TASK DETAILS | Collect every line below that contains the string "crest". Matches must have the same uppercase and lowercase letters.

Items from a data source:
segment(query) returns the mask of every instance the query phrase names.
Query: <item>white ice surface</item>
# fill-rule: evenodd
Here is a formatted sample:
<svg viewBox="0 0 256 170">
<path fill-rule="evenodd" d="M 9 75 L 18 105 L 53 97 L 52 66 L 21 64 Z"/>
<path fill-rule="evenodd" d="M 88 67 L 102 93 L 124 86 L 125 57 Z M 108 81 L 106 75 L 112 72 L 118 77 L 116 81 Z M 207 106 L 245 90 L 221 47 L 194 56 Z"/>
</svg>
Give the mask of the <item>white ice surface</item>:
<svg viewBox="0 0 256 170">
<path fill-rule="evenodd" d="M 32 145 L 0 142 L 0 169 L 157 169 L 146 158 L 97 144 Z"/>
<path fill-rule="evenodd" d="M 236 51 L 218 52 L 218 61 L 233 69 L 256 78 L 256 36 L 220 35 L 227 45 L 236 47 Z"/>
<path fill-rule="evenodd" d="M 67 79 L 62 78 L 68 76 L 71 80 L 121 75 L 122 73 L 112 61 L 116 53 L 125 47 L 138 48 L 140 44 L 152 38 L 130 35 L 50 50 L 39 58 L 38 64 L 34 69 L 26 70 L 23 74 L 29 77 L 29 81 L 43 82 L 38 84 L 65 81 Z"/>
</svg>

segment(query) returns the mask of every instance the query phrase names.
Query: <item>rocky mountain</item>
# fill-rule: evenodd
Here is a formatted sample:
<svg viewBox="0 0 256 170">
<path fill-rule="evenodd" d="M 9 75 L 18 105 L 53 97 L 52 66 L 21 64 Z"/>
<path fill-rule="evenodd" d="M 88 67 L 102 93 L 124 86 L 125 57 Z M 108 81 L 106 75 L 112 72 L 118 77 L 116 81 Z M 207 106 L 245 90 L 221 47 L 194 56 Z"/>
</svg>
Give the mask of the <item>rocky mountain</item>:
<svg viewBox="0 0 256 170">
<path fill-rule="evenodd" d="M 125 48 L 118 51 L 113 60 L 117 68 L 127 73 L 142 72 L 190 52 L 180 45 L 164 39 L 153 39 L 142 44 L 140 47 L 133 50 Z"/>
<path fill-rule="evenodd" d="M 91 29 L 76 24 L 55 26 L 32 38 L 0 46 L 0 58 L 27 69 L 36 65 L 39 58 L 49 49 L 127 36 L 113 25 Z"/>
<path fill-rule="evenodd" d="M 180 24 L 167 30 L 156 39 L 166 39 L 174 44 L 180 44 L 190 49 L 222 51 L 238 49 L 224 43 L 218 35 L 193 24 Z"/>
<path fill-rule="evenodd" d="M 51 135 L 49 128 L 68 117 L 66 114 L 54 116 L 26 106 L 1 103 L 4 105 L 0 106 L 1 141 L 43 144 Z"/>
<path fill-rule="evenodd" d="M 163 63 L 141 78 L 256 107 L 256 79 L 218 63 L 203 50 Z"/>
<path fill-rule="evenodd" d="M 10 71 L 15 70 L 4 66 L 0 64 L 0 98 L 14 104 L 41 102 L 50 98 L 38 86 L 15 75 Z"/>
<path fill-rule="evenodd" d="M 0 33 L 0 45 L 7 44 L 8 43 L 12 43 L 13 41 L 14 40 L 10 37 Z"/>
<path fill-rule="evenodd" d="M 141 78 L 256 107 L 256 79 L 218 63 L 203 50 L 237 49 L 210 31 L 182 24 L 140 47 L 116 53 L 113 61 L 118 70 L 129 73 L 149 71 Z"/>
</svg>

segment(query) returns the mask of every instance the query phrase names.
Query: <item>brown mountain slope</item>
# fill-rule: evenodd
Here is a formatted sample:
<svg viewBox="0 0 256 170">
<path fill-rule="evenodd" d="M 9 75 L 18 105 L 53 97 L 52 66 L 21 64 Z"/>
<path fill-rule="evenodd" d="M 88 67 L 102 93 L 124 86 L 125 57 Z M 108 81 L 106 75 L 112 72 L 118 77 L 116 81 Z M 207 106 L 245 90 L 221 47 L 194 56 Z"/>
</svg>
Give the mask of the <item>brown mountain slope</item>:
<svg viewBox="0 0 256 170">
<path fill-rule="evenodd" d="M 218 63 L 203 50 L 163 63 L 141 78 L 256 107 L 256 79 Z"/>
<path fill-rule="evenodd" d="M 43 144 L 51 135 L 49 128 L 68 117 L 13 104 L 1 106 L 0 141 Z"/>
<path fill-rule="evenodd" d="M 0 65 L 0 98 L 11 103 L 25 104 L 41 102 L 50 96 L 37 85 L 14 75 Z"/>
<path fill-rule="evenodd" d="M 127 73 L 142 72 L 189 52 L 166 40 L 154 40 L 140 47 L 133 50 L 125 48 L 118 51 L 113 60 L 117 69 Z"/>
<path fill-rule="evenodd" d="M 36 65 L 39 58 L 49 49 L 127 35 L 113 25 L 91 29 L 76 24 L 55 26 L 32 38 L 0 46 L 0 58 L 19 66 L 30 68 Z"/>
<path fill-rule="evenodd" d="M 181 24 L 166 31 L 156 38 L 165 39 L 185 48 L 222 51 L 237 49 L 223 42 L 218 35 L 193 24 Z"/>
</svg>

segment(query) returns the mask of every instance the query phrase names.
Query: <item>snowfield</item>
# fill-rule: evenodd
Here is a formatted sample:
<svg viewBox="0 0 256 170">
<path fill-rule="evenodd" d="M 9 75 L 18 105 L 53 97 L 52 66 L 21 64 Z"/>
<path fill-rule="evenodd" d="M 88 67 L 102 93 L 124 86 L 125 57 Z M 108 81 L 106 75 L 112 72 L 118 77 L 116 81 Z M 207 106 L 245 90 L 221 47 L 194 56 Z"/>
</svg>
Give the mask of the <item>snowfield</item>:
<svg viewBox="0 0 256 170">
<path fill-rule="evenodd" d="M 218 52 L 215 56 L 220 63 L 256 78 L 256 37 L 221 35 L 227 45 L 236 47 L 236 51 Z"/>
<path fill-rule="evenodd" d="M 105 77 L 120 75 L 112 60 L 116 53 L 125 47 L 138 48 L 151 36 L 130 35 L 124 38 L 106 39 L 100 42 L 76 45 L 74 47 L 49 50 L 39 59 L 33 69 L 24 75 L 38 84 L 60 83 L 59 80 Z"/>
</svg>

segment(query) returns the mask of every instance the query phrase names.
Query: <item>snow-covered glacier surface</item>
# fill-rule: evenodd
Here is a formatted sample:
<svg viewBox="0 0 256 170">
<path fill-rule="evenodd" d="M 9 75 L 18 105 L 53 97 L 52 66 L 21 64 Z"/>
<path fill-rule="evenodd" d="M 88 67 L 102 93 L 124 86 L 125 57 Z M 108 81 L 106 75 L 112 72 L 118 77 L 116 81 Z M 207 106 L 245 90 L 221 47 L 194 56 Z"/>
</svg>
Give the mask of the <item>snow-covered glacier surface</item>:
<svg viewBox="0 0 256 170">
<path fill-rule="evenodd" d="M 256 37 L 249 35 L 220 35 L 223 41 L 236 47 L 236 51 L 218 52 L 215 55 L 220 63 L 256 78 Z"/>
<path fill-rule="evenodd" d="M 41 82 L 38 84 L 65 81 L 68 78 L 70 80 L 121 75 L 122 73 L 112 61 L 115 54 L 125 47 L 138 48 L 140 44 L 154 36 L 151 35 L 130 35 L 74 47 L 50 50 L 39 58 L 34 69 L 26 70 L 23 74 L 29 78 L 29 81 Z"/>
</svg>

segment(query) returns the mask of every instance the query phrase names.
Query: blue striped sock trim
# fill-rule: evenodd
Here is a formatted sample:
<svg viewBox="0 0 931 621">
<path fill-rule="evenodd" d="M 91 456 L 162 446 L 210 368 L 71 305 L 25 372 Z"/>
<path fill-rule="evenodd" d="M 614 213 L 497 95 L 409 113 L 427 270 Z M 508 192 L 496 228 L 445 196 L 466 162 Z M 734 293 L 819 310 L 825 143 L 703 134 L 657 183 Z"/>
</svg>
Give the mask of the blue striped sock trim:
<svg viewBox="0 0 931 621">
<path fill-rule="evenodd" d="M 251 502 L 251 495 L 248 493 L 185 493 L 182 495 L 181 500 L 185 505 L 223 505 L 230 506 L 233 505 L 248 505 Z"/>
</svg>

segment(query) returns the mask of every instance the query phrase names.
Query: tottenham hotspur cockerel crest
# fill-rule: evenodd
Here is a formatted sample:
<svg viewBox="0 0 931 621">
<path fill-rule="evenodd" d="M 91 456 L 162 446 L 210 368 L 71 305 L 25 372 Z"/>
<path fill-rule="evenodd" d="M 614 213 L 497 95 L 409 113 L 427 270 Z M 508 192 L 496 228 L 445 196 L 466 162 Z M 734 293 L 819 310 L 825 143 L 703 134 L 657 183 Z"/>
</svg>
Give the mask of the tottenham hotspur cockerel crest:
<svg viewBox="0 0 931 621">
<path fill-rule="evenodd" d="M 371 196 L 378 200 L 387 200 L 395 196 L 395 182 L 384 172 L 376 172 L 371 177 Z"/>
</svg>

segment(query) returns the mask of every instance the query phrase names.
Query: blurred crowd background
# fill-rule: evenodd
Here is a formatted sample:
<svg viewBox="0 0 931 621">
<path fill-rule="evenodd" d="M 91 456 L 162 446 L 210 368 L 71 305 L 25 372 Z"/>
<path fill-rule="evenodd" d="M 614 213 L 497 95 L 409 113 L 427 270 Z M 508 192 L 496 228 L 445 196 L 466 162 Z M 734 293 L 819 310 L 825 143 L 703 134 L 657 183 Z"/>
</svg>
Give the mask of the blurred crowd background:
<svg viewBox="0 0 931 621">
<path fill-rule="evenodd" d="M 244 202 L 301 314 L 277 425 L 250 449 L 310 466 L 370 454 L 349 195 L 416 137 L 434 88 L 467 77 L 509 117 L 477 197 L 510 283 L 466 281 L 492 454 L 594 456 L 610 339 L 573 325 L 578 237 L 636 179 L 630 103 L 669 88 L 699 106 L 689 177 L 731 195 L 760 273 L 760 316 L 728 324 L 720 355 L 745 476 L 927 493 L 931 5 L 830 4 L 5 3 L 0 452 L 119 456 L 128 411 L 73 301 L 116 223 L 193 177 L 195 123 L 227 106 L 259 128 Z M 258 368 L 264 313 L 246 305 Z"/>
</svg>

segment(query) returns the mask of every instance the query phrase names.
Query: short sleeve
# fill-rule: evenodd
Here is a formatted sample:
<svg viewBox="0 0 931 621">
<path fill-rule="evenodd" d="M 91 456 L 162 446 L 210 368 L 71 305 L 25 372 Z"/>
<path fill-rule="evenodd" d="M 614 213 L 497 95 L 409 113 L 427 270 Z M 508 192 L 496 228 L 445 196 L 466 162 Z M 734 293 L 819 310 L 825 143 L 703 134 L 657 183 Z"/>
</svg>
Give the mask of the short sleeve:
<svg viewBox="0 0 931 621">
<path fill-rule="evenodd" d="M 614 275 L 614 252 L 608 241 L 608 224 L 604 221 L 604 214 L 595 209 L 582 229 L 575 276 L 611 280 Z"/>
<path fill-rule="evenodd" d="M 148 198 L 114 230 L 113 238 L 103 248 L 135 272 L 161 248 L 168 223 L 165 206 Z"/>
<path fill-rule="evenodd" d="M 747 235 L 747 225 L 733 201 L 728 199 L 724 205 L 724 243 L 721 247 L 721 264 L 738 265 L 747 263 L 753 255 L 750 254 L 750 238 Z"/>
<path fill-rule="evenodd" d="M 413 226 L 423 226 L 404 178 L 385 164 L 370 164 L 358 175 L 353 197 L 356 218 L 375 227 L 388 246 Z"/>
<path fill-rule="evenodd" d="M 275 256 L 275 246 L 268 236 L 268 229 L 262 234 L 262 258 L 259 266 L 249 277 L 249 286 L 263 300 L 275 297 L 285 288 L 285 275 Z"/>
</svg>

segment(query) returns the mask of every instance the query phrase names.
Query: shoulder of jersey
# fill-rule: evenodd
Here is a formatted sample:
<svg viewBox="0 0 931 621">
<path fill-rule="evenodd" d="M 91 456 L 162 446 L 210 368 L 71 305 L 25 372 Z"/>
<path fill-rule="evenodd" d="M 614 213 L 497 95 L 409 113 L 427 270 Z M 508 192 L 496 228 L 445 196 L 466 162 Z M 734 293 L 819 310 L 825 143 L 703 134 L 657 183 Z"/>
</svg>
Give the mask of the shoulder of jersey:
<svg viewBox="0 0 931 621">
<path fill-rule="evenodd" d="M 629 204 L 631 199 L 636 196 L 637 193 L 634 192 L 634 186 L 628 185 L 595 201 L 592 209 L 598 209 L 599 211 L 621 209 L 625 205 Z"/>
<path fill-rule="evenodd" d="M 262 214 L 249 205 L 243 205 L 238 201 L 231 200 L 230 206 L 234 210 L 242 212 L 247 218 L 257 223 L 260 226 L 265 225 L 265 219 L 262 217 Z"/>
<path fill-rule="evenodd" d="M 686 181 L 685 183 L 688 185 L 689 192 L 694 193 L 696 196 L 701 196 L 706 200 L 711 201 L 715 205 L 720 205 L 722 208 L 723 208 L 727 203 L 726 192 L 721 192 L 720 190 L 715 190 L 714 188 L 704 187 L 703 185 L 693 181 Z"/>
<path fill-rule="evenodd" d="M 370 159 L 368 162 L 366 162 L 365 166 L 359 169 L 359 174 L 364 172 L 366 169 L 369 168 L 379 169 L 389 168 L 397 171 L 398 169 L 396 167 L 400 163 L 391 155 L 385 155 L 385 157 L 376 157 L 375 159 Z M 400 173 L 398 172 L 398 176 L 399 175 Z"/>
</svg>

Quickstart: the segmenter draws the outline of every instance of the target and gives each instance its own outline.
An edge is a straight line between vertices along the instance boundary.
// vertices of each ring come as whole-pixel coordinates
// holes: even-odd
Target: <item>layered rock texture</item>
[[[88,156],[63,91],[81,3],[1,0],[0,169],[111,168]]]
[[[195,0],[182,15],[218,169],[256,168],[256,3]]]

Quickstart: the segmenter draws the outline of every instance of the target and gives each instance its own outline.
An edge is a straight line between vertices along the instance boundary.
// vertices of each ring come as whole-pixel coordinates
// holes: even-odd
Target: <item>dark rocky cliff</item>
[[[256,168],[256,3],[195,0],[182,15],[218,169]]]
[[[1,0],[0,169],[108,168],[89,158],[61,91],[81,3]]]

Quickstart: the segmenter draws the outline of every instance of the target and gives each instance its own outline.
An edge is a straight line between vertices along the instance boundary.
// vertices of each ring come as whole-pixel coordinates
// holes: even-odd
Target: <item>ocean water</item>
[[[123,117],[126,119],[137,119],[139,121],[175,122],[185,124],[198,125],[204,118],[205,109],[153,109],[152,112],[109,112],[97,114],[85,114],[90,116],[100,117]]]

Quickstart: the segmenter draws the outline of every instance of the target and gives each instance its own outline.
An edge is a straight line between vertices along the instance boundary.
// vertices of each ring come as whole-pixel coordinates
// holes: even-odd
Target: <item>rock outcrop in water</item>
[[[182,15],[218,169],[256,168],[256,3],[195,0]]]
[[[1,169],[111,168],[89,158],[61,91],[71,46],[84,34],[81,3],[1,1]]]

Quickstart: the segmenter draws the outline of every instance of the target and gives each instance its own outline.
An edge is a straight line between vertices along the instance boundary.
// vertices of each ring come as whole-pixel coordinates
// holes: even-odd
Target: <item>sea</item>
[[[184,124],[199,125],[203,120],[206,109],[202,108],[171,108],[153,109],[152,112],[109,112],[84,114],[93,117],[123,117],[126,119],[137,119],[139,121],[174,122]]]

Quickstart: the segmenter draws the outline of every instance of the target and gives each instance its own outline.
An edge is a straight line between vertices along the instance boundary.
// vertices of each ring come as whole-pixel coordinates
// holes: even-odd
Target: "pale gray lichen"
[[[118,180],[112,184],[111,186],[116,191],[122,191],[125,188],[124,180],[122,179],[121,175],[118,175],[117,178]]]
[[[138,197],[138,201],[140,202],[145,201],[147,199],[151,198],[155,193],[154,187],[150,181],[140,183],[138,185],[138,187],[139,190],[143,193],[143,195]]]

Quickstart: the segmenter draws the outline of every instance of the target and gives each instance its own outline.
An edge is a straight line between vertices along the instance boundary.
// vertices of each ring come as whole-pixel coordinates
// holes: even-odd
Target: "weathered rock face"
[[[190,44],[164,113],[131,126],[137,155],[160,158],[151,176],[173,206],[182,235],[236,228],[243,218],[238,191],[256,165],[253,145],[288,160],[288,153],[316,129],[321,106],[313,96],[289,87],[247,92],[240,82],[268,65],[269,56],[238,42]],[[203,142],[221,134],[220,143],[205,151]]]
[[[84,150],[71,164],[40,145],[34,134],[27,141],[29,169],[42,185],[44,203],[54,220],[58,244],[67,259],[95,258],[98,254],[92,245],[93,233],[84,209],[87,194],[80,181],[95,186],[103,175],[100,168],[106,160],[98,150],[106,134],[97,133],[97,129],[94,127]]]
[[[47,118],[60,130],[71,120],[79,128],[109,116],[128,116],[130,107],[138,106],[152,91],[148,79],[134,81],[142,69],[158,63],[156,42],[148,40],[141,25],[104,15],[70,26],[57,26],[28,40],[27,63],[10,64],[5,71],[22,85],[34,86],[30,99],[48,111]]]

REPLY TO THE TASK |
Query: tottenham hotspur cockerel crest
Give the mask of the tottenham hotspur cockerel crest:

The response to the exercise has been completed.